**GOAL**. Copy the entries from the start through the line containing "[460,190,786,412]", substituting "photo" for every "scene" and leaving everything else unchanged. Omit the pictures from your copy.

★ ★ ★ ★

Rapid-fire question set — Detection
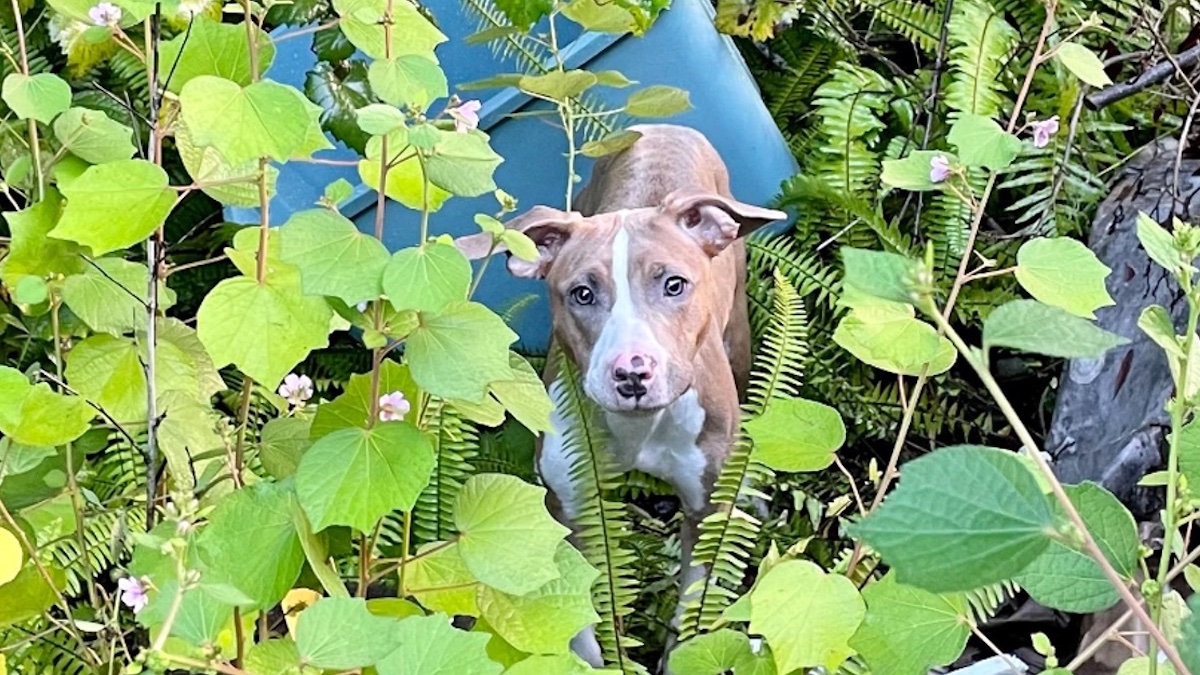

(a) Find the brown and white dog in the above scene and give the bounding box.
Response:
[458,125,786,665]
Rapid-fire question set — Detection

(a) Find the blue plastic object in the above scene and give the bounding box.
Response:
[226,0,796,353]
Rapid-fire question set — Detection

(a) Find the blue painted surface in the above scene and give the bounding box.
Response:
[227,0,796,352]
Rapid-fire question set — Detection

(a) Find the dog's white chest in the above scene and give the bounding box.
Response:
[605,389,708,510]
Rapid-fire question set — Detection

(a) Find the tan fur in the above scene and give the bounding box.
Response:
[458,125,785,667]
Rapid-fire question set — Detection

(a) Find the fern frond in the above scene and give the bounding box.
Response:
[550,347,646,674]
[463,0,614,141]
[472,417,538,482]
[746,269,809,412]
[679,271,808,639]
[778,174,912,253]
[811,64,892,192]
[42,507,145,597]
[854,0,946,53]
[758,26,845,121]
[946,0,1020,118]
[413,399,478,542]
[962,581,1020,626]
[746,235,841,336]
[1000,149,1106,235]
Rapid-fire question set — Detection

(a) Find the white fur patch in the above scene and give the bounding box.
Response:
[605,389,708,512]
[584,220,666,398]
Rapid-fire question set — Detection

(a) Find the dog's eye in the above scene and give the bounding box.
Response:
[571,286,596,305]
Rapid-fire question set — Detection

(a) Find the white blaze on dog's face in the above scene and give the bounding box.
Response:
[477,186,785,412]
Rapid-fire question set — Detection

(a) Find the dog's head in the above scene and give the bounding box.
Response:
[460,190,786,412]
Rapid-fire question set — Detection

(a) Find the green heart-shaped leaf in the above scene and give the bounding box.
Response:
[454,473,570,596]
[295,422,433,532]
[50,160,175,256]
[2,72,71,124]
[849,446,1055,588]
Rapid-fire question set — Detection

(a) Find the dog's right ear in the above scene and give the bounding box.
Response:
[455,207,583,279]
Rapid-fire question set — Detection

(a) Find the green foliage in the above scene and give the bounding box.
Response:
[550,351,637,673]
[0,0,1200,675]
[852,446,1055,592]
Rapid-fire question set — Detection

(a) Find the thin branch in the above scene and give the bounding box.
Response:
[1084,44,1200,110]
[930,311,1192,675]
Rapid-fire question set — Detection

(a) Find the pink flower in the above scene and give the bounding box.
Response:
[278,372,312,406]
[446,101,484,133]
[116,577,150,614]
[379,392,413,422]
[88,2,121,25]
[929,155,950,183]
[1033,115,1058,148]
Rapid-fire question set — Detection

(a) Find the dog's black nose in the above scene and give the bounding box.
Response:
[613,368,649,399]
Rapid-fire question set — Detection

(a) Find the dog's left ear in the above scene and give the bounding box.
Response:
[662,189,787,256]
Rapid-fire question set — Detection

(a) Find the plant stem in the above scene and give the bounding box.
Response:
[12,0,46,201]
[150,551,187,652]
[1067,549,1200,673]
[416,151,430,243]
[50,297,100,611]
[1147,273,1200,675]
[292,503,350,598]
[929,311,1192,675]
[0,500,101,673]
[230,375,254,488]
[846,0,1058,577]
[158,653,252,675]
[467,238,497,300]
[144,2,166,531]
[400,509,413,597]
[558,100,576,211]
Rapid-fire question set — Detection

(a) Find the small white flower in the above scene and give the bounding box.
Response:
[1033,115,1058,148]
[278,372,312,407]
[116,577,150,614]
[446,101,484,133]
[88,2,121,26]
[178,0,214,19]
[929,155,950,183]
[379,392,412,422]
[47,14,90,55]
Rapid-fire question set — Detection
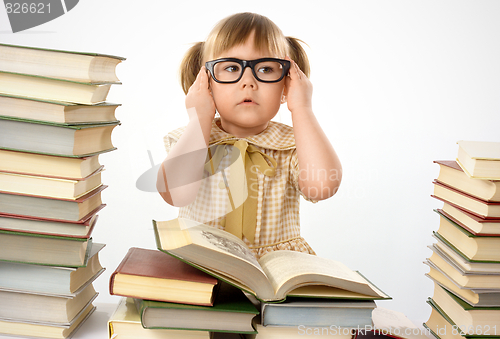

★ ★ ★ ★

**TASK SOLUTION**.
Rapid-fire question set — Detection

(a) Find the brown and white dog in the above photo and give the bounding box.
Response:
[458,125,786,665]
Rapid-fire question set — Detection

(a) Find the blue plastic object in the above photo and give the bounding box.
Response:
[226,0,796,353]
Rapid-fire question set — Detection

(a) Find the blue painted surface in the above photo and give the bounding box.
Response:
[227,0,796,352]
Rapid-fire question set — Detection

(a) Find the dog's white chest in the above photo and give the bounding box.
Response:
[605,389,708,510]
Rapid-fire question set — Detection

(a) Find the tan fur in the above photo and give the bounding box.
Response:
[458,125,785,667]
Rapid-fire question set — Detection

(a) Find the fern frond in the above photo and give the bounding box.
Response:
[550,347,646,674]
[463,0,614,141]
[472,417,538,482]
[746,269,809,412]
[679,271,808,639]
[778,174,912,253]
[811,64,892,192]
[42,507,145,597]
[854,0,946,53]
[758,26,845,121]
[946,0,1020,118]
[413,399,478,542]
[962,581,1020,626]
[746,235,841,336]
[1000,149,1106,235]
Rapid-fire question set — Detection

(a) Find the white fur patch in the above photo and give the bounding box.
Response:
[605,389,708,512]
[584,220,666,398]
Rapid-fire question set — Detection

(a) Find the dog's eye in the above photo and give the bounding box.
Response:
[571,286,596,305]
Rapid-fire question set — Detection

(a) Find the white blaze on dog's face in the above photo and give the bounding box.
Response:
[477,186,785,412]
Rapid-fire question set — Detection

(a) Find the dog's head in the above photo and give the bounding box.
Response:
[460,190,786,412]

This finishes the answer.